> **GIVEN INSTRUCTION**
Please report each line of the data below that contains the word "child", copying every such line in full.

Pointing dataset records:
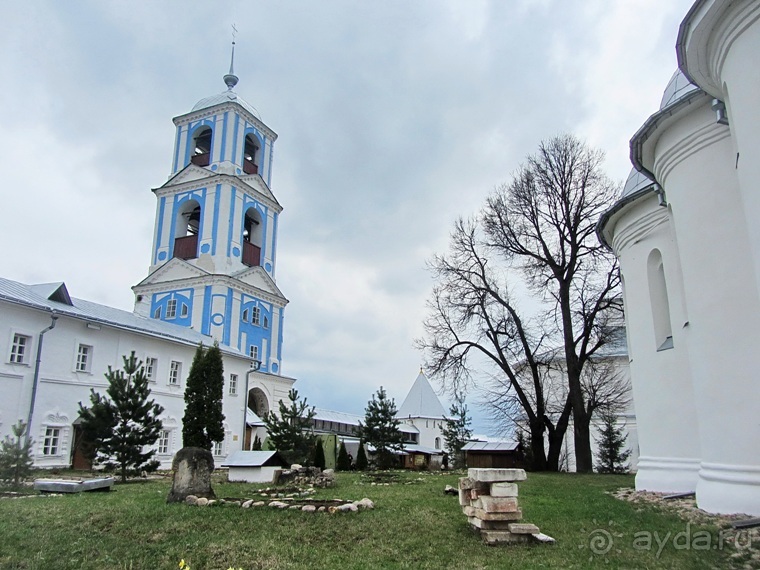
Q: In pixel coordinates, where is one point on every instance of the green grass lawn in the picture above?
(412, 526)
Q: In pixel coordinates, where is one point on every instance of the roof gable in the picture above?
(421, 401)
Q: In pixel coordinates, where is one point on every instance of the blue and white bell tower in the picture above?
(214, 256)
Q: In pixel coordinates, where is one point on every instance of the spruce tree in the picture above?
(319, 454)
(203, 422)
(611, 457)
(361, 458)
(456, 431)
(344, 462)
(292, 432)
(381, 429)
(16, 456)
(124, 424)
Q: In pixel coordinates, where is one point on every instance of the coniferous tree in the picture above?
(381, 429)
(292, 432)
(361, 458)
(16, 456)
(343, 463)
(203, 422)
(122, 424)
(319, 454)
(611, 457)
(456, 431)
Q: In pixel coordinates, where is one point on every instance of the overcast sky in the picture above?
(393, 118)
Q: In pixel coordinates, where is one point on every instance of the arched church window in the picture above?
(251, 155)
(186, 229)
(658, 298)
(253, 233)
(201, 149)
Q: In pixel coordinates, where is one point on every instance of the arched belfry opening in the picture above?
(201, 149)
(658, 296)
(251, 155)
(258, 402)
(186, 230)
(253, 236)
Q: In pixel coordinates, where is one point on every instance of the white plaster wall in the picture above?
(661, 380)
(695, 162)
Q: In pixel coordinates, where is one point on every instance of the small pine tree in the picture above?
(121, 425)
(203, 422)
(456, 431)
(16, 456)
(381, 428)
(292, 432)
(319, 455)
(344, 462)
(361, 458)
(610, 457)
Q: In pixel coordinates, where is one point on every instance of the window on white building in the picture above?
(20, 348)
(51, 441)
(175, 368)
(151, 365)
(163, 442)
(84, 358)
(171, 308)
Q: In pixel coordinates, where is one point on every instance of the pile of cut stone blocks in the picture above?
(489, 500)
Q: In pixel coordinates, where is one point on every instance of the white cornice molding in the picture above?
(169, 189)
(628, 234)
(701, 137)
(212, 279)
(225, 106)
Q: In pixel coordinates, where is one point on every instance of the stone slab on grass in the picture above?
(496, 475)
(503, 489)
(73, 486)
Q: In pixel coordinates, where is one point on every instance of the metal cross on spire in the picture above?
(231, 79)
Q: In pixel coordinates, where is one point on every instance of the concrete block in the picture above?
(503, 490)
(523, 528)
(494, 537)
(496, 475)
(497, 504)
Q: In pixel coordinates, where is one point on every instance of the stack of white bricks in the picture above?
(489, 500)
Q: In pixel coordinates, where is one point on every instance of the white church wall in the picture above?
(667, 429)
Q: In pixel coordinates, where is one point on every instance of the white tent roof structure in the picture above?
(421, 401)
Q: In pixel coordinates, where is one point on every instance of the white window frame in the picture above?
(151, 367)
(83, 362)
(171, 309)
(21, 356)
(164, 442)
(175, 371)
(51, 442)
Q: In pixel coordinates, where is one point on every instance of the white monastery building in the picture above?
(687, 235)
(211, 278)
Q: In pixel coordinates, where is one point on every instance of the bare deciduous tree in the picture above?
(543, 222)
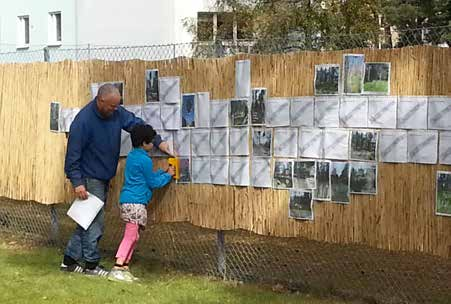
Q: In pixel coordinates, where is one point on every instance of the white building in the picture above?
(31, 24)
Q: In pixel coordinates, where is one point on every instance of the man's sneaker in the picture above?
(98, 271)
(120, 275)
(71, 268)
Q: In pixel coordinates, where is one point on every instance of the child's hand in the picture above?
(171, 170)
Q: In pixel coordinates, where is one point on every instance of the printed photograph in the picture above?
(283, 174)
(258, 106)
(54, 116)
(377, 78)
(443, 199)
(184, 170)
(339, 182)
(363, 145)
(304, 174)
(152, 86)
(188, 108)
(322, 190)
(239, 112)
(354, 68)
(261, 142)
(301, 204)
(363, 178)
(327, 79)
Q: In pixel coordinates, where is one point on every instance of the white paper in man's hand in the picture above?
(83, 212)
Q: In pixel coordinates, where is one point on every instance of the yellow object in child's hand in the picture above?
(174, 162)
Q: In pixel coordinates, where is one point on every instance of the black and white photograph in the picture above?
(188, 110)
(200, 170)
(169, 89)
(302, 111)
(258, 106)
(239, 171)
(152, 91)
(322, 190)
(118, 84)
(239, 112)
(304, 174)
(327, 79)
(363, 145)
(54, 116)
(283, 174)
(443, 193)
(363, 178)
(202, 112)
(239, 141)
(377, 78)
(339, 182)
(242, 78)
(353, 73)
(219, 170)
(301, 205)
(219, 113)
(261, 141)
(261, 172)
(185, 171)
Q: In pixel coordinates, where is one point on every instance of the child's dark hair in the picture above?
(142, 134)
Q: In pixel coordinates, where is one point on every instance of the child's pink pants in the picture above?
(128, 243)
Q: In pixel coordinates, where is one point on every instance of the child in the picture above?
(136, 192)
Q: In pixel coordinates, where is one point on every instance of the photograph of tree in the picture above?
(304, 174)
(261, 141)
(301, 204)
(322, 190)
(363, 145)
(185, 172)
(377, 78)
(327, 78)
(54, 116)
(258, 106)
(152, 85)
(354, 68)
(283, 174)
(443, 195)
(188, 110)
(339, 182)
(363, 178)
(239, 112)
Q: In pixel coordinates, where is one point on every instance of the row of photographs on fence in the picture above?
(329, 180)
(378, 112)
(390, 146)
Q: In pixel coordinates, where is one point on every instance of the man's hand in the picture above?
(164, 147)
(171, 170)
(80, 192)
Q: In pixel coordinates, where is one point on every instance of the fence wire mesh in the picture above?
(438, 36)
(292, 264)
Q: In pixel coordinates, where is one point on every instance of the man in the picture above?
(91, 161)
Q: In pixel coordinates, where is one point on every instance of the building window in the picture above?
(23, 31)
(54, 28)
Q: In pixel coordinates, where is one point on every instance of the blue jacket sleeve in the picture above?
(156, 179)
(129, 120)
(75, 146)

--

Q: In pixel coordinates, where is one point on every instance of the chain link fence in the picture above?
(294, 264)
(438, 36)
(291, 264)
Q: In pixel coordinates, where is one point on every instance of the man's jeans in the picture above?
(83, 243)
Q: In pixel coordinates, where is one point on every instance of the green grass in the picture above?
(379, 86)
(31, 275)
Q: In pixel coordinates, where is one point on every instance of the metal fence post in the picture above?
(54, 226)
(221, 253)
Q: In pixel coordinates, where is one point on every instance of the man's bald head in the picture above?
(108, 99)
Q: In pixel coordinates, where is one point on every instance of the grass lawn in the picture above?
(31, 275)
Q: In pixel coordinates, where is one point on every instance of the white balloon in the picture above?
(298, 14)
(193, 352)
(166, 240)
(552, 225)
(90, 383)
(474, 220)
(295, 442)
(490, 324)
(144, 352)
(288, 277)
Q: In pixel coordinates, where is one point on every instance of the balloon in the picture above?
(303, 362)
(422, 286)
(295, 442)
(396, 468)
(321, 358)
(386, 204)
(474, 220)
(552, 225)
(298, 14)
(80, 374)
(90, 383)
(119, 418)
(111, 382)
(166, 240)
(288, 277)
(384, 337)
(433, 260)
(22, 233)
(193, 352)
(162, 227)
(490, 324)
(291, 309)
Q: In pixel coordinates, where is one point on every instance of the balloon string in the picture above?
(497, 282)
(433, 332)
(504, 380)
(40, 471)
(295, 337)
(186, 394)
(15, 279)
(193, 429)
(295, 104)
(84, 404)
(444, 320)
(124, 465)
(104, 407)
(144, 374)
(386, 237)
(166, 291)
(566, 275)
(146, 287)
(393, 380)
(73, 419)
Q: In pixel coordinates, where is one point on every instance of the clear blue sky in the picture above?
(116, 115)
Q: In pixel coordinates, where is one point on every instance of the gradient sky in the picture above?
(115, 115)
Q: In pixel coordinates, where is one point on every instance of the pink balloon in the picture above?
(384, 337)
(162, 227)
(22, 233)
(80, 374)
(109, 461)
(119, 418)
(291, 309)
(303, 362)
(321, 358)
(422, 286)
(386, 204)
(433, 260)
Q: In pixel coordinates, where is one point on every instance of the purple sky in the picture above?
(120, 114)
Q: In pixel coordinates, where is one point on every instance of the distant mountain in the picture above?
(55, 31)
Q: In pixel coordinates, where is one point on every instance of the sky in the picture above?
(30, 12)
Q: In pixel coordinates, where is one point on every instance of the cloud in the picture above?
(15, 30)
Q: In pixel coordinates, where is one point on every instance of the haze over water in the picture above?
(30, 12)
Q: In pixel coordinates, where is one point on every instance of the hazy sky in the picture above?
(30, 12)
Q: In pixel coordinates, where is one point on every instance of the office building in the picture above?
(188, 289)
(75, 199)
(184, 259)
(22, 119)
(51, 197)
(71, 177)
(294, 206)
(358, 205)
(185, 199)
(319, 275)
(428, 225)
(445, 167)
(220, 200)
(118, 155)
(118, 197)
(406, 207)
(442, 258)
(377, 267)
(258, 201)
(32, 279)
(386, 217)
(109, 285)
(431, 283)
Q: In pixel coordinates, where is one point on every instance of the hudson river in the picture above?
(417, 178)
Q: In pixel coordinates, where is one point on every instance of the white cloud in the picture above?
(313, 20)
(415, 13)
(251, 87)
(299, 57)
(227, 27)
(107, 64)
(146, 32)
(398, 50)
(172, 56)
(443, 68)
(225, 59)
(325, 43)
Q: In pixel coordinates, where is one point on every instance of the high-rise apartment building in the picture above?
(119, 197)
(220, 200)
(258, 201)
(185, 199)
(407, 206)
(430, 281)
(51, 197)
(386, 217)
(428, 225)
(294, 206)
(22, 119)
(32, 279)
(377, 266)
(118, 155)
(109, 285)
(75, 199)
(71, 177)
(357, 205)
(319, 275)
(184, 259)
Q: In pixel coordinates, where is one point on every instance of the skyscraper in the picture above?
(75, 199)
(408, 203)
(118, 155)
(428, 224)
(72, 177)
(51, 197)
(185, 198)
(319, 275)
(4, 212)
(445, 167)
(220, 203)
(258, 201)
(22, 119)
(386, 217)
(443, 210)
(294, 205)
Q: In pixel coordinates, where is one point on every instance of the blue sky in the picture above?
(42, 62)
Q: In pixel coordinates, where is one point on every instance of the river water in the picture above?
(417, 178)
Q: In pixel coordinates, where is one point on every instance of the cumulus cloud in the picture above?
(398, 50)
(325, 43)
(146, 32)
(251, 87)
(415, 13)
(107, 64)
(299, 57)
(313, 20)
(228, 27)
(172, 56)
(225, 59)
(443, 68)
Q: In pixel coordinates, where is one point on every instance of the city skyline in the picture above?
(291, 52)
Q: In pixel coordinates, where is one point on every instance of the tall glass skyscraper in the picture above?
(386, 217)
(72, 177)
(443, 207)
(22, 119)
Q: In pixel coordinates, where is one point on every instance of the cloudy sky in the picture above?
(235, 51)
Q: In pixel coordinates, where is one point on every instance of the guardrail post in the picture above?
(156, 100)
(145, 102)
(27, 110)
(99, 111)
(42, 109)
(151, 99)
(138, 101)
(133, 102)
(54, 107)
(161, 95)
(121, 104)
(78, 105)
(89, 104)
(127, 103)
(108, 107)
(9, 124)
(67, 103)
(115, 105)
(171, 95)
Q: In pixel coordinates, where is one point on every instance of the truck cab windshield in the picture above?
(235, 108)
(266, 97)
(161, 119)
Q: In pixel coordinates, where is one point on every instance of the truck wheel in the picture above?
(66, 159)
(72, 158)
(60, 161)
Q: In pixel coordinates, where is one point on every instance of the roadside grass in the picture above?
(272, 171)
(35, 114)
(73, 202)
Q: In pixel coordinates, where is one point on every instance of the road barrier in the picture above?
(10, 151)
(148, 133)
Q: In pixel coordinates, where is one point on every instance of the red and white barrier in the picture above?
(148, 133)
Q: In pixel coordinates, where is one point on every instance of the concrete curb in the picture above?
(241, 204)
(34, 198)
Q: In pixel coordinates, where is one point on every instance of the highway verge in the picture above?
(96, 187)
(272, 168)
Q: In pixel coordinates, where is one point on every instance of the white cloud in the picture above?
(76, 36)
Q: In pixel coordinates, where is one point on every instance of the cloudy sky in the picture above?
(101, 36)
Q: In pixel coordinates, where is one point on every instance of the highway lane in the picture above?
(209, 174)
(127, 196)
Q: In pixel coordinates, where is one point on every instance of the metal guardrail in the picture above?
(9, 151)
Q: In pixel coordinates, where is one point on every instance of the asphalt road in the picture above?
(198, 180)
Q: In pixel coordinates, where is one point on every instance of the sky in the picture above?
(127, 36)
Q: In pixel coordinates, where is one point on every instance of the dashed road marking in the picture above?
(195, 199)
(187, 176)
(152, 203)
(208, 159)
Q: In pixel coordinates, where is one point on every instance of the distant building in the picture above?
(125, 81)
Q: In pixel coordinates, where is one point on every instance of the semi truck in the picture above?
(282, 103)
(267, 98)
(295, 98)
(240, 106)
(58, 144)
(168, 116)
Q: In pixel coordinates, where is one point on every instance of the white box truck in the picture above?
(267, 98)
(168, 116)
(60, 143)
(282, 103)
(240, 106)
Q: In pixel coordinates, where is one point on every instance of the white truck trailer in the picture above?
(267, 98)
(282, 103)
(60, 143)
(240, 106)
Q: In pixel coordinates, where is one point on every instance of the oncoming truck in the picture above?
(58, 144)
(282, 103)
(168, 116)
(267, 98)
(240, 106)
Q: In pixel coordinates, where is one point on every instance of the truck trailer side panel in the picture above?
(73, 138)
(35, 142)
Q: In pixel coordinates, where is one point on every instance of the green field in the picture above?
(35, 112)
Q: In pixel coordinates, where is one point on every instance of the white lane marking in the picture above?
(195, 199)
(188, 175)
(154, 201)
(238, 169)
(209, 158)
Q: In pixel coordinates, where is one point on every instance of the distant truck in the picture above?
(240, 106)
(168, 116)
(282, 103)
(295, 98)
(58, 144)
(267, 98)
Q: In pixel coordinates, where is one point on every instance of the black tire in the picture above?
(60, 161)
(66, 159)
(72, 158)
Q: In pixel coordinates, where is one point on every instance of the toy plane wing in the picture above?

* * *

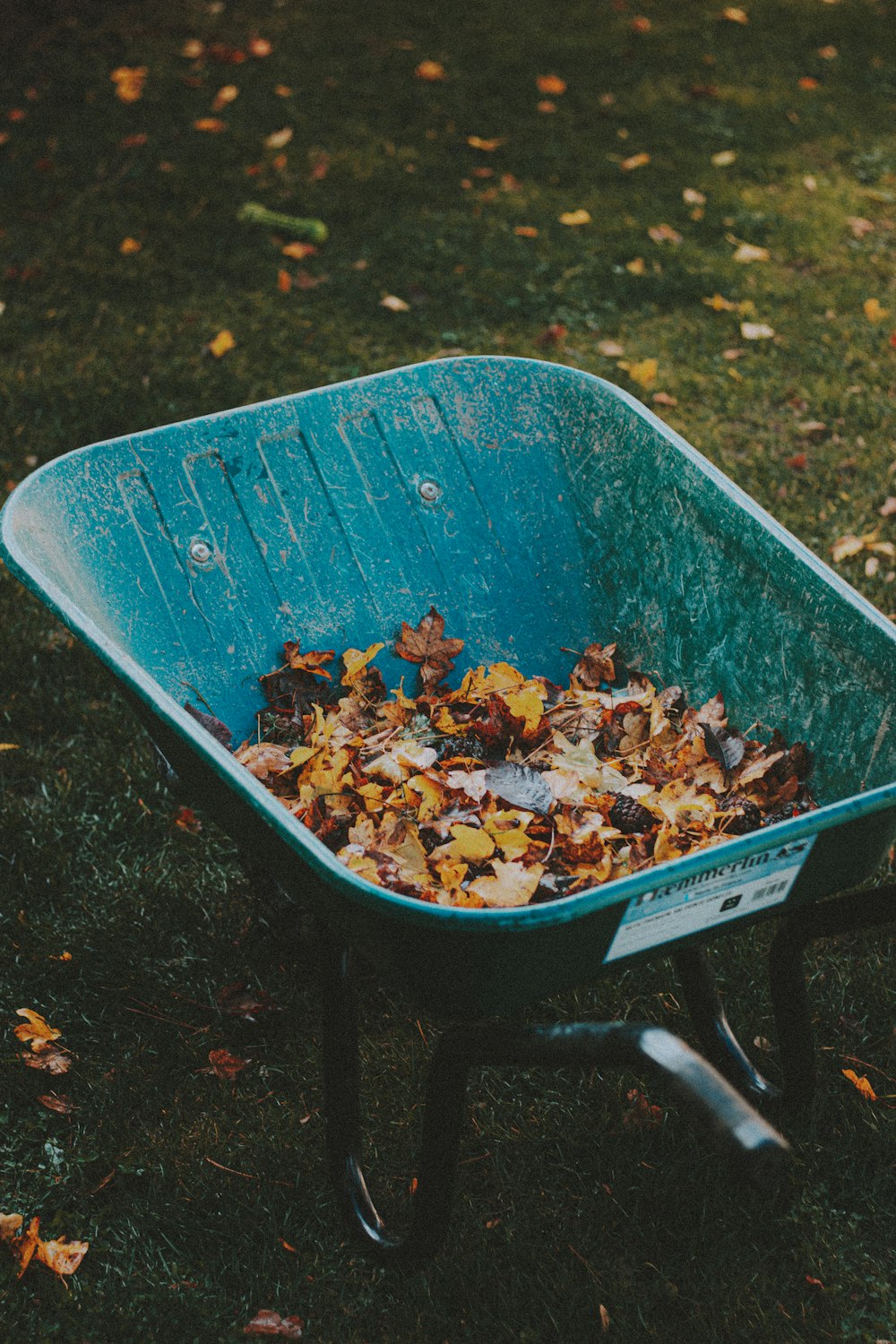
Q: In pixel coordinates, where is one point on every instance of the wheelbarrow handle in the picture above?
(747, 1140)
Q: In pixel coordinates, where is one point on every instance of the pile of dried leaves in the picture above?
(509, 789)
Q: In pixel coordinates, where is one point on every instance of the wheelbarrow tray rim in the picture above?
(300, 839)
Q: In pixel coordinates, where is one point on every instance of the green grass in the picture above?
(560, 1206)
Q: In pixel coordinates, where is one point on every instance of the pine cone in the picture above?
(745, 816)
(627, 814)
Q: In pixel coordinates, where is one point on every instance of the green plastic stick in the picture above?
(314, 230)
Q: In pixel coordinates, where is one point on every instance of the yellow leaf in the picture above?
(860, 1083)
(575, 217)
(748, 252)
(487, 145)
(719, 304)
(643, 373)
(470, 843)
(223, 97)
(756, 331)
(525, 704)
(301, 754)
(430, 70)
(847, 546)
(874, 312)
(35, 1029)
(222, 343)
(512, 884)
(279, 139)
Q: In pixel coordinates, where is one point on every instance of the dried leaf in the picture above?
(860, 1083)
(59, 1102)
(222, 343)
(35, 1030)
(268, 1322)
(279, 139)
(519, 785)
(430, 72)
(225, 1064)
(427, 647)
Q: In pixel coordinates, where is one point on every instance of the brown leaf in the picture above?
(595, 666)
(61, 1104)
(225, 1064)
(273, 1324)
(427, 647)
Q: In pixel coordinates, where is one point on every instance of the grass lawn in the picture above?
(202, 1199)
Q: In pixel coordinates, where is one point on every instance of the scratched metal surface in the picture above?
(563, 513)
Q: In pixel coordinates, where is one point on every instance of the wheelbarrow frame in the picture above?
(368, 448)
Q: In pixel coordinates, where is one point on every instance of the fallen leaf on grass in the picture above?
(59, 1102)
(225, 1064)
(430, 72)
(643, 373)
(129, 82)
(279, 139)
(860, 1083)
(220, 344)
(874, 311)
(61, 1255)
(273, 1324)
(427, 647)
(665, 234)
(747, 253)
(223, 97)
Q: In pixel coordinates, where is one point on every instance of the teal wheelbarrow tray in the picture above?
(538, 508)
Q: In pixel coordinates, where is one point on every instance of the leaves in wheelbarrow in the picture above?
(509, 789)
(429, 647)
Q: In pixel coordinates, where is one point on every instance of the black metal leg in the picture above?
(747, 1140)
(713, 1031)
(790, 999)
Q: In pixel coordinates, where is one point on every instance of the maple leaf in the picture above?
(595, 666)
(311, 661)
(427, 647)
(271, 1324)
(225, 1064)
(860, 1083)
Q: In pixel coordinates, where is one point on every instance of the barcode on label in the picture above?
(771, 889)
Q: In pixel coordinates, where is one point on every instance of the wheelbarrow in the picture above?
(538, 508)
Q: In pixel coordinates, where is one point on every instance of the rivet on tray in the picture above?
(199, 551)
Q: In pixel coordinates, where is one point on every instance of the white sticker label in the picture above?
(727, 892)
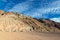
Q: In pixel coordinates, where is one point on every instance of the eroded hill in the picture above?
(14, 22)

> **RESPONSE**
Q: In pixel coordinates, where is one point on every instance of the child's hand in the picture above?
Q: In pixel coordinates, where is one point on every instance of the yellow object in child's hand in the picture above?
Q: In pixel coordinates, where is one point on every instance of the child's dark hair in the picture above?
Q: In pixel coordinates, where is one point on every instance of the child's pink pants in the picture above?
Q: In pixel coordinates, where is one point on every instance of the child in the picture above?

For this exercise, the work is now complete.